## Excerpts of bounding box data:
= = = = =
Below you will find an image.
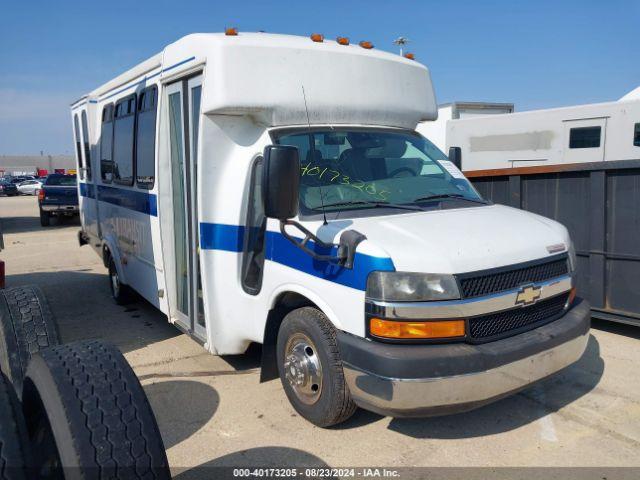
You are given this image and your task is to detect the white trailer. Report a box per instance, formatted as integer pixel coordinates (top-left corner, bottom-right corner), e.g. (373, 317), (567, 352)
(71, 30), (589, 426)
(416, 102), (514, 151)
(446, 87), (640, 324)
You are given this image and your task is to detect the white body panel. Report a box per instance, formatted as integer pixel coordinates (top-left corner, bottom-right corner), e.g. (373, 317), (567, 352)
(446, 92), (640, 171)
(416, 102), (513, 152)
(72, 34), (569, 354)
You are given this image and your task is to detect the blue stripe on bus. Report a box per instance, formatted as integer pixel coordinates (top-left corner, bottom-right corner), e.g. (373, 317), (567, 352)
(80, 183), (158, 217)
(200, 223), (244, 252)
(200, 223), (395, 290)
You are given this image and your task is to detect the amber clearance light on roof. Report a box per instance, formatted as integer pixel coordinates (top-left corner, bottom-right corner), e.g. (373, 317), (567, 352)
(369, 318), (464, 340)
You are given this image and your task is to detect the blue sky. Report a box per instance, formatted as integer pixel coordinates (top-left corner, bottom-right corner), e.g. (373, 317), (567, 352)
(0, 0), (640, 154)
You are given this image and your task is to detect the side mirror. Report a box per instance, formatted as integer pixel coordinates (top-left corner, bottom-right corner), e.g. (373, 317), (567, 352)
(262, 145), (300, 220)
(449, 147), (462, 170)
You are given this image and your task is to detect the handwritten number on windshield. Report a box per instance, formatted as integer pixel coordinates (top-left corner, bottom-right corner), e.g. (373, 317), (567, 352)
(300, 163), (391, 201)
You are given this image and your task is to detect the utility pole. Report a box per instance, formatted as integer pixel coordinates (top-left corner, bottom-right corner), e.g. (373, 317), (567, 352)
(393, 37), (411, 56)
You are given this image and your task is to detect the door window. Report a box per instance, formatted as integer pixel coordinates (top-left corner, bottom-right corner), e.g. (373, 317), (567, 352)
(82, 110), (91, 181)
(100, 103), (113, 183)
(73, 113), (84, 178)
(169, 92), (189, 317)
(136, 86), (158, 190)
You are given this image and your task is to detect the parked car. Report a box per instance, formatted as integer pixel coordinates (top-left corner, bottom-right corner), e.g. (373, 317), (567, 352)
(38, 173), (78, 227)
(0, 180), (18, 197)
(11, 175), (36, 185)
(16, 180), (42, 195)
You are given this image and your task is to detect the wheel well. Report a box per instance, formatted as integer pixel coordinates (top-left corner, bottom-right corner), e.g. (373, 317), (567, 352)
(260, 292), (319, 382)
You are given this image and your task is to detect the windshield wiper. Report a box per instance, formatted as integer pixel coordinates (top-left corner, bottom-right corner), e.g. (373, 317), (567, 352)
(311, 200), (422, 211)
(414, 193), (487, 205)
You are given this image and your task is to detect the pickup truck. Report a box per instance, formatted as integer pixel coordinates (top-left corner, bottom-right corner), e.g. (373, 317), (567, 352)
(38, 173), (78, 227)
(0, 179), (18, 197)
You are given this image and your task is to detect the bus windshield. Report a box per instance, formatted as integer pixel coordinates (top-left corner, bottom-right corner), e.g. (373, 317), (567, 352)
(276, 128), (484, 213)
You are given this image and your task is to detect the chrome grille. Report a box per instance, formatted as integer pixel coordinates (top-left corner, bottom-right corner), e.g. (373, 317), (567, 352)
(458, 254), (569, 298)
(469, 292), (569, 341)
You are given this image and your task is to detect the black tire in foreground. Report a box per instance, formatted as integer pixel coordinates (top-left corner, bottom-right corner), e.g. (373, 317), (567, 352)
(0, 285), (60, 396)
(23, 340), (171, 479)
(277, 307), (357, 427)
(0, 372), (33, 480)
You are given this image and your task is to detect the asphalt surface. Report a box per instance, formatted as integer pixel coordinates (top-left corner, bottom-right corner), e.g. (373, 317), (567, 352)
(0, 197), (640, 478)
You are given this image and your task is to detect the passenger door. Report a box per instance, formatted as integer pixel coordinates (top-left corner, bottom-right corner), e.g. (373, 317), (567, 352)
(74, 107), (100, 238)
(165, 75), (206, 341)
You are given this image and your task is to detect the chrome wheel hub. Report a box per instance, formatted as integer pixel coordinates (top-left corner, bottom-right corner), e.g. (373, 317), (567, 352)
(284, 333), (322, 405)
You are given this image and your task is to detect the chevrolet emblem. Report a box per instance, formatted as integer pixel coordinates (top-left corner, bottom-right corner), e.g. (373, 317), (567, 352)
(516, 285), (542, 306)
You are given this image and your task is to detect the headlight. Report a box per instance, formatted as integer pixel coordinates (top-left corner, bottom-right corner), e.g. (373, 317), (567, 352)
(568, 240), (578, 273)
(367, 272), (460, 302)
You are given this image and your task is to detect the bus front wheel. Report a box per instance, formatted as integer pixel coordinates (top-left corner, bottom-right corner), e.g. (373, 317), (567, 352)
(277, 307), (356, 427)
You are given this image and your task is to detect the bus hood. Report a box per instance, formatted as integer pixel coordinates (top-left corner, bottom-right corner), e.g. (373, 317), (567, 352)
(318, 205), (570, 273)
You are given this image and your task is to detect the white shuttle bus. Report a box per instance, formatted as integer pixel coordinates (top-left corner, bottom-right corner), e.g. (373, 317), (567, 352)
(71, 30), (590, 426)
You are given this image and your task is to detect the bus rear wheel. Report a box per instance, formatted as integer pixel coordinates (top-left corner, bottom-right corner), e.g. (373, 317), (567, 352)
(277, 307), (356, 427)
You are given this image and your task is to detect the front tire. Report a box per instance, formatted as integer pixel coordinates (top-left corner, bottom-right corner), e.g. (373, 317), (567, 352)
(277, 307), (357, 427)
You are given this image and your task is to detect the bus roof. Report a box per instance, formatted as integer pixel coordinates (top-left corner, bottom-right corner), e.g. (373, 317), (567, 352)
(76, 32), (437, 128)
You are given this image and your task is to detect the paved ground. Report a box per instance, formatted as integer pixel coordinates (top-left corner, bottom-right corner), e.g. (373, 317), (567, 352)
(0, 197), (640, 478)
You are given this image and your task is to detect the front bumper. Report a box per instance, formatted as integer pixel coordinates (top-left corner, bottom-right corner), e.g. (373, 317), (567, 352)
(338, 299), (591, 417)
(40, 205), (80, 213)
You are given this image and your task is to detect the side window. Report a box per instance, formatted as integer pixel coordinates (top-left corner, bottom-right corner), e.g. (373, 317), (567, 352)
(82, 110), (91, 181)
(100, 103), (113, 183)
(73, 113), (84, 178)
(113, 95), (136, 185)
(242, 157), (267, 295)
(136, 86), (158, 189)
(569, 127), (601, 148)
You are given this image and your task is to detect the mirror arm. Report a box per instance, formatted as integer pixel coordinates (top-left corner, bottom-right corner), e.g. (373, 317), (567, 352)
(280, 220), (367, 270)
(280, 220), (346, 264)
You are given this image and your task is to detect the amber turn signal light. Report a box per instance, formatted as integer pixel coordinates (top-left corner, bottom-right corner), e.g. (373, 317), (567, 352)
(369, 318), (464, 339)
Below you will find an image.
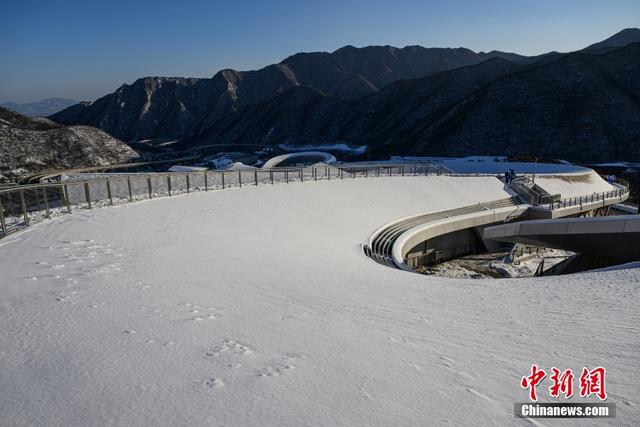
= = = = =
## Problem to solve:
Arrange every line of the items above as a Markdown table with the columns "Row" and "Line", numbering the rows and omitting blank lines. Leave the pictures out.

## Answer to the task:
| Row | Line |
|---|---|
| 1 | Below you will find an image. |
| 2 | You are given this image and your task is to detect the white trailer. Report a box per instance, formatted as integer pixel coordinates (top-left corner, bottom-right corner), e.g. (373, 317), (567, 352) |
| 3 | (71, 30), (589, 426) |
| 4 | (416, 102), (514, 151) |
| 5 | (446, 87), (640, 324) |
| 6 | You are given this image and your task is to detect the white body panel. Report a box per instance, formatted as integer pixel coordinates (top-left corner, bottom-right corner), e.g. (373, 317), (567, 352) |
| 7 | (446, 92), (640, 171) |
| 8 | (416, 102), (513, 152) |
| 9 | (72, 34), (569, 354) |
| 10 | You are given this image and your task is to detect the blue stripe on bus. Report a box per instance, formatted as integer pixel coordinates (top-left corner, bottom-right corner), e.g. (373, 317), (567, 352) |
| 11 | (80, 183), (158, 217) |
| 12 | (200, 223), (244, 252) |
| 13 | (200, 223), (395, 290) |
| 14 | You are given this image and your task is to detect the amber clearance light on roof. Report a box per instance, formatted as integer pixel coordinates (top-left corner, bottom-right corner), e.g. (373, 317), (567, 352) |
| 15 | (369, 318), (464, 340) |
| 16 | You are given this image and your task is to detect the blue sky. Report a box per instance, formatted as integer pixel coordinates (top-left corner, bottom-right corner), e.g. (373, 317), (567, 352) |
| 17 | (0, 0), (640, 154) |
| 18 | You are given this image and your task is to detect the side mirror. Report a box per instance, formatted as integer pixel coordinates (top-left corner, bottom-right corner), e.g. (373, 317), (567, 352) |
| 19 | (262, 145), (300, 220) |
| 20 | (449, 147), (462, 170) |
| 21 | You are given this image and your task is to detect the handwritten number on windshield. Report a box per instance, formatted as integer pixel coordinates (top-left corner, bottom-right corner), e.g. (373, 317), (567, 352) |
| 22 | (300, 163), (391, 201) |
| 23 | You are given this image and your task is to detect the utility pole. Report a box per instance, formatted as integer pixel coordinates (top-left corner, bottom-right corner), e.g. (373, 317), (567, 352) |
| 24 | (393, 37), (411, 56) |
| 25 | You are given this image and your task is to detect the door window. Report a box per instance, formatted as integer pixel coordinates (top-left corner, bottom-right corner), e.g. (373, 317), (567, 352) |
| 26 | (82, 110), (91, 181) |
| 27 | (100, 103), (113, 183) |
| 28 | (73, 113), (84, 178) |
| 29 | (169, 92), (189, 317) |
| 30 | (136, 86), (158, 190) |
| 31 | You are given this image and your task is to detect the parked car. Report a box per instance, formatted as integer pixel coordinates (top-left corner, bottom-right corner), e.g. (373, 317), (567, 352) |
| 32 | (38, 173), (78, 227) |
| 33 | (0, 180), (18, 197) |
| 34 | (11, 175), (36, 185) |
| 35 | (16, 180), (42, 195) |
| 36 | You are given this image and your task is to detect the wheel well. Report a box per instance, formatted as integer pixel coordinates (top-left corner, bottom-right corner), e.g. (373, 317), (567, 352) |
| 37 | (260, 292), (319, 382) |
| 38 | You are given this image and your task is to detect the windshield wiper. Report a box per instance, formatted as integer pixel coordinates (top-left corner, bottom-right corner), e.g. (373, 317), (567, 352) |
| 39 | (311, 200), (422, 211) |
| 40 | (414, 193), (487, 205) |
| 41 | You are given this image and your task is to detect the pickup truck. Report a box per instance, formatted as integer pixel coordinates (top-left corner, bottom-right corner), e.g. (373, 317), (567, 352) |
| 42 | (38, 173), (78, 227) |
| 43 | (0, 179), (18, 197) |
| 44 | You are given this image and your task is to detect the bus windshield. Report a box per instance, formatted as integer pixel coordinates (top-left corner, bottom-right corner), e.g. (373, 317), (567, 352) |
| 45 | (276, 128), (484, 213) |
| 46 | You are given this image and your task is to detect the chrome grille. Report a box per instance, formatted as integer pixel coordinates (top-left corner, bottom-right corner), e.g. (373, 317), (567, 352) |
| 47 | (458, 254), (569, 298) |
| 48 | (469, 292), (569, 341) |
| 49 | You are given this image and your task is to detect the black tire in foreground. Report a box per instance, formatted as integer pixel coordinates (top-left corner, bottom-right corner), e.g. (373, 317), (567, 352) |
| 50 | (0, 285), (60, 396) |
| 51 | (23, 340), (171, 479) |
| 52 | (277, 307), (357, 427) |
| 53 | (0, 372), (33, 480) |
| 54 | You are given this image and your task is to detect the asphalt surface. Report a box per instance, formatted as integer pixel coordinates (top-left corner, bottom-right corner), e.g. (373, 317), (567, 352) |
| 55 | (0, 197), (640, 478) |
| 56 | You are given this image and your task is to detect the passenger door. Report a box per instance, formatted as integer pixel coordinates (top-left corner, bottom-right corner), e.g. (373, 317), (567, 352) |
| 57 | (74, 107), (100, 238) |
| 58 | (165, 75), (206, 341) |
| 59 | You are given this image and your task is to detect the chrome wheel hub. Report a box per instance, formatted as integer pixel coordinates (top-left corner, bottom-right corner), e.g. (373, 317), (567, 352) |
| 60 | (284, 333), (322, 405) |
| 61 | You are given this image and your task is to detect the chevrolet emblem. Report a box per instance, formatted as integer pixel coordinates (top-left corner, bottom-right corner), e.g. (373, 317), (567, 352) |
| 62 | (516, 285), (542, 306) |
| 63 | You are given this image and your task is to detect the headlight. Report a box per instance, formatted as integer pixel coordinates (top-left corner, bottom-right corner), e.g. (373, 317), (567, 352) |
| 64 | (568, 240), (578, 273) |
| 65 | (367, 272), (460, 302) |
| 66 | You are given this image and your task is to detect the bus front wheel. Report a box per instance, formatted as integer pixel coordinates (top-left corner, bottom-right corner), e.g. (373, 317), (567, 352) |
| 67 | (277, 307), (356, 427) |
| 68 | You are given this image and your task is to detect the bus hood. Report a box per instance, formatted as integer pixel coordinates (top-left corner, bottom-right corner), e.g. (373, 317), (567, 352) |
| 69 | (318, 205), (570, 273) |
| 70 | You are given this image and your task is to detect the white shuttle bus. Report a box per instance, formatted as integer pixel coordinates (top-left corner, bottom-right corner), e.g. (373, 317), (567, 352) |
| 71 | (71, 30), (590, 426) |
| 72 | You are given this image and your task is to detect the bus rear wheel. Report a box per instance, formatted as integer pixel coordinates (top-left corner, bottom-right corner), e.g. (373, 317), (567, 352) |
| 73 | (277, 307), (356, 427) |
| 74 | You are given this image and your task is to detect the front tire. Report a box per instance, formatted as integer pixel coordinates (top-left corner, bottom-right corner), e.g. (373, 317), (567, 352) |
| 75 | (277, 307), (357, 427) |
| 76 | You are given this image and your task is to detect the bus roof. Report a box per instance, formatted as integer pixel coordinates (top-left corner, bottom-right corner), e.g. (373, 317), (567, 352) |
| 77 | (76, 32), (437, 128) |
| 78 | You are given this image and your task is to detect the paved ground. Report a box per instance, formatted as integer pixel coordinates (top-left corner, bottom-right corner), e.g. (373, 317), (567, 352) |
| 79 | (0, 197), (640, 478) |
| 80 | You are given this image and your task is to detect the front bumper. Report a box per instance, formatted as integer pixel coordinates (top-left corner, bottom-right corner), e.g. (373, 317), (567, 352) |
| 81 | (338, 299), (591, 417) |
| 82 | (40, 205), (80, 213) |
| 83 | You are given this image and your task is to detect the side window. Report a box per instance, formatted as integer pixel coordinates (top-left corner, bottom-right corner), e.g. (373, 317), (567, 352) |
| 84 | (82, 110), (91, 181) |
| 85 | (100, 103), (113, 183) |
| 86 | (73, 113), (84, 178) |
| 87 | (113, 95), (136, 185) |
| 88 | (242, 157), (267, 295) |
| 89 | (136, 86), (158, 189) |
| 90 | (569, 127), (601, 148) |
| 91 | You are given this image and your task is to detect the mirror arm. Report a box per instance, formatted as integer pixel coordinates (top-left corner, bottom-right corner), e.g. (373, 317), (567, 352) |
| 92 | (280, 220), (367, 270) |
| 93 | (280, 220), (346, 264) |
| 94 | You are given this image and your task is to detect the amber turn signal light. Report a box per instance, formatted as integer pixel coordinates (top-left corner, bottom-right corner), e.g. (373, 317), (567, 352) |
| 95 | (369, 318), (464, 339) |
| 96 | Below you will find an image. |